Segment Start: Selected text

About 1 of every 5 of breast cancers are HER2-positive. That means the cancer cells have more of the protein HER2/neu. These cells grow and spread faster than the ones with normal levels of the protein.

Even though this form of cancer is more aggressive than other types, there are treatments that can help.

Your doctor will test your cancer to find out if it's HER2-positive. Then you’ll work together to come up with a treatment plan that's best for you.


Researchers aren't sure what causes breast cancer. They think it may be a combination of things, including your genes, environment, and lifestyle. Every case is different.

Genes don’t play the same role in this type of cancer as with other kinds. You can't inherit a bad copy of this gene from a parent, and you won’t pass it on to your children.


The most common warning sign of any type of breast cancer is a lump in your breast that feels different from the area around it.

Other symptoms include:

  • Breast swelling
  • Change in its shape
  • Skin irritation or dimpling
  • Pain in the breast or nipple
  • Redness or thickness of the nipple or breast skin
  • Discharge from the nipple (not breast milk)

Segment End: Selected text

Using the information:
1) Translate this sentence from the passage on HER2-positive breast cancer into Spanish: "Researchers aren't sure what causes breast cancer."
2) Resume the passage on HER2-positive breast cancer after its final line.
The entries have nothing to do with the passage on HER2-positive breast cancer.

Segment Start: Recorded information

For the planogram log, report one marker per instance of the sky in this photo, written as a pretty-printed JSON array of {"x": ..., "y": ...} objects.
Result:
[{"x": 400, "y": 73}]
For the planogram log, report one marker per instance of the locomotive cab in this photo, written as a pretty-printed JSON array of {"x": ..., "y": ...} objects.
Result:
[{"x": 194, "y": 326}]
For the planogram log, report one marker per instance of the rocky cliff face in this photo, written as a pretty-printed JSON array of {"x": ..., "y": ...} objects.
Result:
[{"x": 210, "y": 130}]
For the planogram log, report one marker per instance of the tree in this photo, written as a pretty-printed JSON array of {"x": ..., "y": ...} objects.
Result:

Segment End: Recorded information
Segment Start: Recorded information

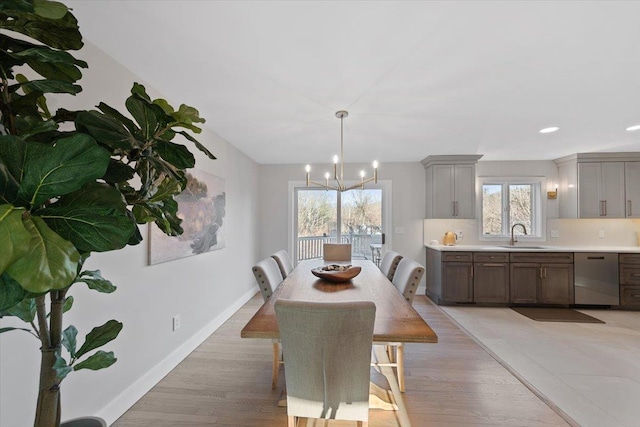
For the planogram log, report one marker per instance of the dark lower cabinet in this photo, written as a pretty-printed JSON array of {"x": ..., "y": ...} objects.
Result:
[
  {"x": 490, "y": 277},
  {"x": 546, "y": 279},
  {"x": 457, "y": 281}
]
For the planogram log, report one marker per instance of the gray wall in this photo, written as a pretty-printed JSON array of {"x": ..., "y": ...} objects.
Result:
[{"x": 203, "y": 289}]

Segment End: Recorded information

Written responses:
1) Los investigadores no están seguros de qué causa el cáncer de mama.

2)
You may have noticed a difference in your breasts during a self-exam. Or you may have had a mammogram that showed the cancer. 

Getting a Diagnosis

When you're diagnosed with breast cancer, your doctor will check to see if you have HER2. He’ll probably give you one or more of these four tests.

The IHC test (immunohistochemistry) looks for how much HER2 protein is in a sample of breast cancer tissue.

Three other tests check to see if there are too many HER2 genes in the cancer cells:

  • FISH test (fluorescence in-situ hybridization)
  • SPOT-Light HER2 CISH test (subtraction probe technology chromogenic in-situ hybridization)
  • Inform HER2 Dual ISH test (inform dual in-situ hybridization)

Sometimes the results of one test aren't clear. If that happens, your doctor may order another type.